Thanks to MCTC, seven more grads climbing up in the world…of work | MCTC

Thanks to MCTC, seven more grads climbing up in the world…of work

August 17, 2020
by Keith Kappes

 

Clayton Jamison of Augusta, Blake Hiller of Campbell County and five other residents of the region now have upward mobility in the world of work, thanks to completing their training in the line worker program at the Licking Valley Campus of Maysville Community and Technical College. 

“I’m really pleased with what I learned during those 10 weeks and I’m ready to start a good job,” said the 19-year-old Jamison. “This is a great program and I’m glad I made the investment.” 

Echoing those positive assessments was Blake Hiller, also 19, who described the training as “mainly serious but fun at times” while learning to work safely in a hazardous environment with his classmates. 

“Going up and down those poles every day really improved my physical stamina as I concentrated on the personal skills required by a professional line worker,” Hiller said. "I highly recommend this program to anyone looking for an important, good paying job.” 

Also completing the certificate program were Jake Carmack, Tyler Clary, Cody Moore, Dalton Riggs and Nathan York.
---------------
## YOUR TASKS
**a)** For each statement, say yes or no according to whether it agrees with the article on the MCTC line worker graduates, and quote the article's deciding words: (i) The training in the line worker program lasted 10 weeks. (ii) Blake Hiller is from Augusta. (iii) Seven people completed the certificate program.
**b)** Condense the paragraph of the article on the MCTC line worker graduates that begins "Clayton Jamison of Augusta" into one shorter sentence that keeps its main facts.
**c)** Print the article on the MCTC line worker graduates from "August 17, 2020" to "and Technical College.".

## DATA FOR REVIEW
---------------
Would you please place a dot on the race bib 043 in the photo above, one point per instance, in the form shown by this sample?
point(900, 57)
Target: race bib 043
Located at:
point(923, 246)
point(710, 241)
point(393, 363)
---------------
## ANSWERS TO THE EXERCISE
**a)**
(i) Yes: "I’m really pleased with what I learned during those 10 weeks"
(ii) No: "Blake Hiller of Campbell County"
(iii) Yes: "seven more grads climbing up in the world…of work"

**b)** Seven residents of the region, including Clayton Jamison of Augusta and Blake Hiller of Campbell County, gained upward mobility in the world of work by completing the line worker program at the Licking Valley Campus of Maysville Community and Technical College.

**c)**
August 17, 2020
by Keith Kappes

 

Clayton Jamison of Augusta, Blake Hiller of Campbell County and five other residents of the region now have upward mobility in the world of work, thanks to completing their training in the line worker program at the Licking Valley Campus of Maysville Community and Technical College.